Each line of the material must be returned exactly.

>>>>

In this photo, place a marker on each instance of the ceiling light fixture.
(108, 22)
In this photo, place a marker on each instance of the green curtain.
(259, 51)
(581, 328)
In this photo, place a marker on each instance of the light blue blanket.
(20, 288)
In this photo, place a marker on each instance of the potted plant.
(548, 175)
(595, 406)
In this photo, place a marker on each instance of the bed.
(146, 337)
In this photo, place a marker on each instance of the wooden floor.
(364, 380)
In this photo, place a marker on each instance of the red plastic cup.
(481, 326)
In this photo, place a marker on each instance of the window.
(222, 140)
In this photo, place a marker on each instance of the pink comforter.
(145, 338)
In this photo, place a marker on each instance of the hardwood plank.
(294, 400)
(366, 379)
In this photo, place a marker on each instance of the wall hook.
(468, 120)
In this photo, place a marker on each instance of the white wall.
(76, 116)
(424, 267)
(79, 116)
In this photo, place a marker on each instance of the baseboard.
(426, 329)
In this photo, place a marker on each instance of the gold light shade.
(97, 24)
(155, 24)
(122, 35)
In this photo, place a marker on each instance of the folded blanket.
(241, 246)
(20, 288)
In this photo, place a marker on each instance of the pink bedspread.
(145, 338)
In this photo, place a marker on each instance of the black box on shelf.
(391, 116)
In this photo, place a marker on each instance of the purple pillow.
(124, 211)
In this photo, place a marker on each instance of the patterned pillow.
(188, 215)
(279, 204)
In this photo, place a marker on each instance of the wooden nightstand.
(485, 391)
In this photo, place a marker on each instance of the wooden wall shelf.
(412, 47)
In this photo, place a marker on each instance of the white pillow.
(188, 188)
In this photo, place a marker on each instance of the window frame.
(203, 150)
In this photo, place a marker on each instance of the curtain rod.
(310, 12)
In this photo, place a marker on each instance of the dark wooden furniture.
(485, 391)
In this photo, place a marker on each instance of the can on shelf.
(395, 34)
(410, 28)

<<<<

WRITTEN SOLUTION
In this photo, place a marker on each instance of the ceiling light fixture.
(108, 22)
In this photo, place a marker on each instance of the green curtain.
(259, 51)
(581, 328)
In this photo, place a marker on each instance of the light blue blanket.
(20, 288)
In this photo, place a marker on each instance of the potted plant.
(548, 175)
(595, 406)
In this photo, place a marker on each instance of the bed.
(146, 337)
In this photo, place a marker on each instance of the wooden floor.
(364, 380)
In this photo, place a marker on each instance of the red plastic cup.
(481, 326)
In this photo, place a marker on each instance of the window.
(222, 140)
In this photo, place a marker on each instance of the pink comforter.
(145, 338)
In this photo, place a marker on each instance of the hardwood plank.
(294, 400)
(366, 379)
In this photo, place a marker on each instance of the wall hook.
(468, 120)
In this photo, place a marker on each instance of the white wall.
(76, 116)
(424, 267)
(79, 116)
In this photo, place a marker on each instance of the baseboard.
(426, 329)
In this photo, place a marker on each instance of the gold light shade.
(97, 24)
(155, 24)
(122, 35)
In this photo, place a marker on each instance of the folded blanket.
(241, 246)
(20, 288)
In this photo, place a marker on each instance of the pink bedspread.
(145, 338)
In this photo, place a marker on each instance of the black box on shelf.
(391, 116)
In this photo, place a marker on each instance of the purple pillow.
(124, 211)
In this photo, place a marker on each instance of the patterned pillow.
(188, 215)
(279, 204)
In this photo, place a marker on each instance of the wooden nightstand.
(485, 391)
In this photo, place a marker on each instance of the wooden wall shelf.
(412, 47)
In this photo, place a marker on each instance of the white pillow.
(188, 188)
In this photo, place a marker on each instance of the window frame.
(203, 150)
In this photo, place a marker on each instance of the curtain rod.
(310, 12)
In this photo, place a marker on each instance of the dark wooden furniture.
(485, 391)
In this photo, place a marker on each instance of the can on shelf.
(395, 34)
(410, 28)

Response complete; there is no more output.